BEGIN DATASET CONTENT

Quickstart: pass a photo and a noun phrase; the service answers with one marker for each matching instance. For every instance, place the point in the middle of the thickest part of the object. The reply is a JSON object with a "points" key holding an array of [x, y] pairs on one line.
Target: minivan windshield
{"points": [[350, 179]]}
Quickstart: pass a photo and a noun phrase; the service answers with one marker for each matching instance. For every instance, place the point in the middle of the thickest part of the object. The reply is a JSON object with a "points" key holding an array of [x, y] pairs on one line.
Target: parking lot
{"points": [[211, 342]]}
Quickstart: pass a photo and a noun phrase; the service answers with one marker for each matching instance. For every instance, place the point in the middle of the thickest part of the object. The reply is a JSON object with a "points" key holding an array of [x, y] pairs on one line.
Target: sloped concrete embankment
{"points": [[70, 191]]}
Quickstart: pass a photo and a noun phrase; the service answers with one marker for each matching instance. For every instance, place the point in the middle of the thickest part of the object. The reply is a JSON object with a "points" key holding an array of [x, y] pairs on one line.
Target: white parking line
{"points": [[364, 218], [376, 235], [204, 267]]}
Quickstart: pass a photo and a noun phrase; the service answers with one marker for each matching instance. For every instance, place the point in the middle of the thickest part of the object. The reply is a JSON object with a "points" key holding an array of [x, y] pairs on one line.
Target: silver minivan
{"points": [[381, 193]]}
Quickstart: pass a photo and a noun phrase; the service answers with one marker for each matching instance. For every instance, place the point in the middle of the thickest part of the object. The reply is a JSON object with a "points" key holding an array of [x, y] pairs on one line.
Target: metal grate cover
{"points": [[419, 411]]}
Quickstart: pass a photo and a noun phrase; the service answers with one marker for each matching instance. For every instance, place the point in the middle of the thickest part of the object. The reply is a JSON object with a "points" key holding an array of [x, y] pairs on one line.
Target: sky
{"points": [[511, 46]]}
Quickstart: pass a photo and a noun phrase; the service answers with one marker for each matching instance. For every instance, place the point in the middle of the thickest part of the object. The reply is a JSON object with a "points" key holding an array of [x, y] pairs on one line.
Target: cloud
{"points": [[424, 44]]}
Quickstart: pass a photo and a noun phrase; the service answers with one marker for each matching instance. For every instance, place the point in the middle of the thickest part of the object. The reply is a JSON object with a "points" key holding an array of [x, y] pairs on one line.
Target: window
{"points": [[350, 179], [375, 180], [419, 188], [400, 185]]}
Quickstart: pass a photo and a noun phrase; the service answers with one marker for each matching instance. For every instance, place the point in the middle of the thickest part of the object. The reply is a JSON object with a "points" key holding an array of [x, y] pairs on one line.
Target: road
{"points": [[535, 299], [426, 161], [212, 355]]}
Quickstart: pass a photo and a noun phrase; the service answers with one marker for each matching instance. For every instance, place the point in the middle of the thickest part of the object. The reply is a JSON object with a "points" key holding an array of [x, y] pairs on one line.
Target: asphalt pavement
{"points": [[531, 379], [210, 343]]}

END DATASET CONTENT

-- EXERCISE TASK --
Extract each line from the listing above, please, and repeat it exactly.

-- RESULT --
Quickstart: pass a photo and a noun phrase; the service answers with one marker for each matching instance. For every instance, place the point in the middle of the thickest part of the object. The reply is a JSON object with a "points" key holding an array of [x, y] pairs on one line.
Target: minivan windshield
{"points": [[350, 179]]}
Quickstart: pass a photo and a noun phrase; the service answers with one marker for each matching instance. For every instance, place the point in the middle of the thickest part of the object. The reply is a JSON object with a "points" key holding an array of [x, y] pairs on one line.
Target: parking lot
{"points": [[211, 342]]}
Quickstart: pass a photo and a noun phrase; the service answers with one marker for each matching instance. For every instance, place the point in the middle of the thickest part of the object. The reply is a JSON object with a "points" key holding an array of [x, y] pairs on one line.
Target: sloped concrete embankment
{"points": [[70, 191]]}
Quickstart: pass a photo and a noun phrase; the service answers with one marker for each matching instance. For every instance, place the point in the middle of the thickest part of the object. The reply is a JSON object with a "points" key holding an array of [x, y] pairs on one line.
Target: white parking line
{"points": [[364, 218], [376, 235], [204, 267]]}
Quickstart: pass a photo and a noun phrase; the service answers with one marker for each matching instance. For every instance, place the point in the middle of the thickest part of the object. The reply is a JSON object with a "points" key holding an array of [x, y] pairs on one line.
Target: silver minivan
{"points": [[381, 193]]}
Quickstart: pass a photo and a noun phrase; the service answers with one marker for each matching instance. For every instance, place the point in the middle of the thickest part of the object. The reply is a JSON object with a "points" key holding an array of [x, y] pairs on one line.
Target: metal grate cover
{"points": [[419, 411]]}
Quickstart: pass a photo and a noun phrase; the service answers with one marker for each matching instance. For every instance, place the point in the middle of the thickest part of the object. The reply is a JSON object with a "points" key holding an array of [x, y] pairs on one line.
Target: sky
{"points": [[511, 46]]}
Quickstart: pass a photo and a noun phrase; the service answers with one marker for each matching instance. For every instance, place the point in the middle of the thickest part of the object. The reply is a JSON object with a "points" key holding an array of [x, y] pairs on one line.
Target: cloud
{"points": [[424, 44]]}
Quickstart: pass a photo and a noun phrase; the service answers with one marker for each matching instance. For every instance, place the point in the middle of the thickest part of the object. The reply is a JSON object with a "points" key holding an array of [x, y] pairs on one line.
Target: window
{"points": [[350, 179], [375, 180], [419, 188], [400, 185]]}
Quickstart: pass a photo and a noun phrase; the service answers with one marker for each matching instance. For every instance, place the point in the middle of the thickest part of the object. The reply is a JSON object with a "points" key holding an array of [x, y] pairs on one line.
Target: road
{"points": [[535, 299], [426, 161], [212, 355]]}
Quickstart: pass a photo and a noun phrase; the service answers with one marker for each matching instance. For every instance, place the point in the middle of the thickest part of the object. The reply is a JSON object with a "points" key holding an array of [x, y] pairs on one line.
Target: asphalt pavement
{"points": [[531, 379], [210, 343]]}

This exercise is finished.